Selected passage.
The issue at hand was a 2018 state law that forced Asheville to delay local elections by a year and replaced the city's at-large voting system with districts designed to weaken Black voting power. Instead of fighting the law, as other North Carolina cities have successfully done in the face of similar attacks, Asheville officials have idled.
At the July 2 City Council meeting, locals endured a lengthy presentation by the city attorney, tilted to present a grim picture of the city's legal options. Even though the meeting was scheduled just two days before a holiday, dozens of people still showed up. During public comment, speakers repeatedly said "I'm part of the 75 percent," referring to a similar state districting scheme put before voters—and rejected by three quarters of them.
Carol Rogoff Halstrom, a veteran of the '60s civil rights movement, offered Council a stark warning.
"You're obligated, frankly, at a time when our federal government [and] our state government are acting in ways that increasingly seem to endanger democracy, that we as a city not become complicit," she said.

Given records.

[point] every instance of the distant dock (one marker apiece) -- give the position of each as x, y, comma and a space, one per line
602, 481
---
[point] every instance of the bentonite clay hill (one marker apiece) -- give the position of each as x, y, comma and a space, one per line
---
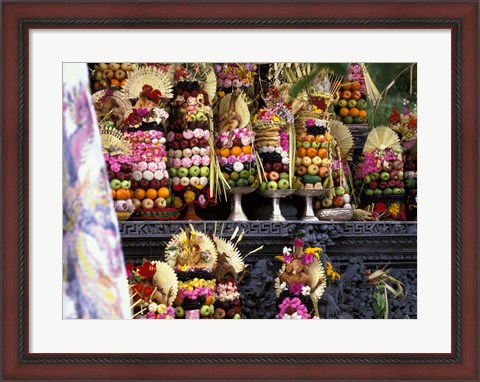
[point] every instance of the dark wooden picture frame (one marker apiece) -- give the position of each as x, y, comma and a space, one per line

Problem details. Which years, decades, or calendar dates appear in the passage about Asheville's 2018 districting law?

Solved problem.
- 2018
- July 2
- the '60s